━━━━━ Supplied material ━━━━━

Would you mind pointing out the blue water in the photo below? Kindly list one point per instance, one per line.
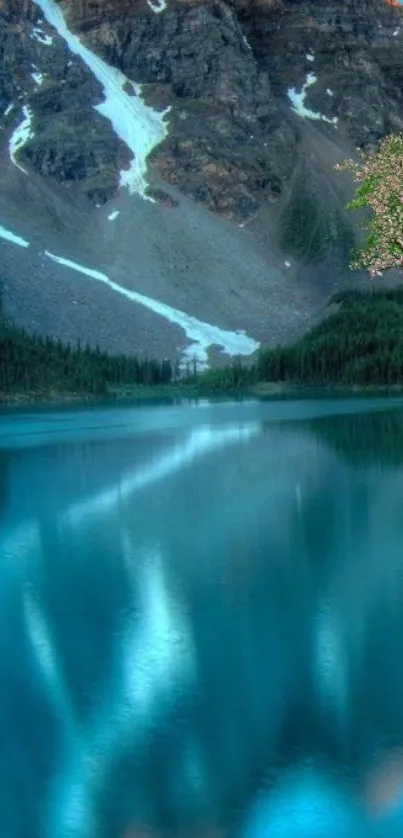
(201, 621)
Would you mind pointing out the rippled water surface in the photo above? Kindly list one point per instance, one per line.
(201, 621)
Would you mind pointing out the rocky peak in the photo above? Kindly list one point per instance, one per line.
(225, 69)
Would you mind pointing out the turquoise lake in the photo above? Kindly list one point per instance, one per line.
(201, 622)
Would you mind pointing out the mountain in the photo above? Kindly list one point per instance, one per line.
(166, 167)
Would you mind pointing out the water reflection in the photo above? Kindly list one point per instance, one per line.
(201, 633)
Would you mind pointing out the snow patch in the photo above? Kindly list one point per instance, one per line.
(158, 6)
(140, 127)
(38, 78)
(202, 335)
(11, 237)
(41, 36)
(20, 137)
(298, 105)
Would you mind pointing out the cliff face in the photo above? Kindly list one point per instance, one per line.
(225, 68)
(241, 107)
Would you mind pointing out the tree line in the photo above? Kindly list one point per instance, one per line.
(32, 363)
(360, 344)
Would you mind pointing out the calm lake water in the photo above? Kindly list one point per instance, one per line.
(201, 621)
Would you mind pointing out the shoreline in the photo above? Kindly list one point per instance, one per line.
(260, 390)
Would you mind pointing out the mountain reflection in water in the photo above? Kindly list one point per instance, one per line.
(201, 629)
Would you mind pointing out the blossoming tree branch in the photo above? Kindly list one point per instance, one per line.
(380, 179)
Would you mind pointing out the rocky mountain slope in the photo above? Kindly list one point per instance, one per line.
(229, 116)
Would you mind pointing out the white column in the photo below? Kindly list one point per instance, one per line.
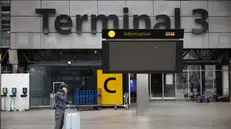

━━━━━

▶ Aim of the task
Please set down the data above exactly as given, leaving every picture out.

▶ Result for this task
Would you mind pointing out the blue water in the photo below? Kindly list one point per instance, one per line.
(201, 621)
Would you mind pointing out the rippled water surface in the photo above? Kindly list one point per instance, one per line.
(201, 621)
Would you mind pointing out the rocky peak in the photo above? Kindly list one point per instance, one per line.
(225, 69)
Would you mind pointing out the turquoise lake in the photo above? Kindly list one point per instance, one per line.
(201, 622)
Would you mind pointing out the mountain in the photo above? Kindly list one point per instance, one per line.
(166, 167)
Would you mind pointing out the water reflection in the photo above? Kindly list one point per instance, one per line.
(201, 633)
Would you mind pointing out the snow patch in the photo above? Kindly list one point per instance, one per line.
(158, 6)
(140, 127)
(38, 78)
(202, 335)
(11, 237)
(41, 36)
(20, 137)
(298, 105)
Would you mind pointing out the cliff face in the photo above? Kindly list one point per instance, one per line.
(225, 68)
(241, 107)
Would you mind pointing out the tree line in the photo above? Kindly list one point per instance, one per line.
(32, 363)
(360, 344)
Would you mind pointing out the calm lake water in the photo above? Kindly list one point per instance, one per line.
(201, 621)
Would you mind pointing out the shoreline in the photo above? Kindly list one point per instance, one per line.
(260, 390)
Would you mind pointing out the mountain reflection in water in the photo above? Kindly list one point per instance, one per line.
(201, 629)
Would you mind pointing out the blossoming tree branch in the photo above? Kindly list one point per instance, one per line.
(380, 179)
Would you mind pointing out the rocky mountain slope in the photo above? Kindly list one point per instance, one per line.
(229, 116)
Would you mind pointing out the white column in the photo below? Kindly list one point per instance, one per line.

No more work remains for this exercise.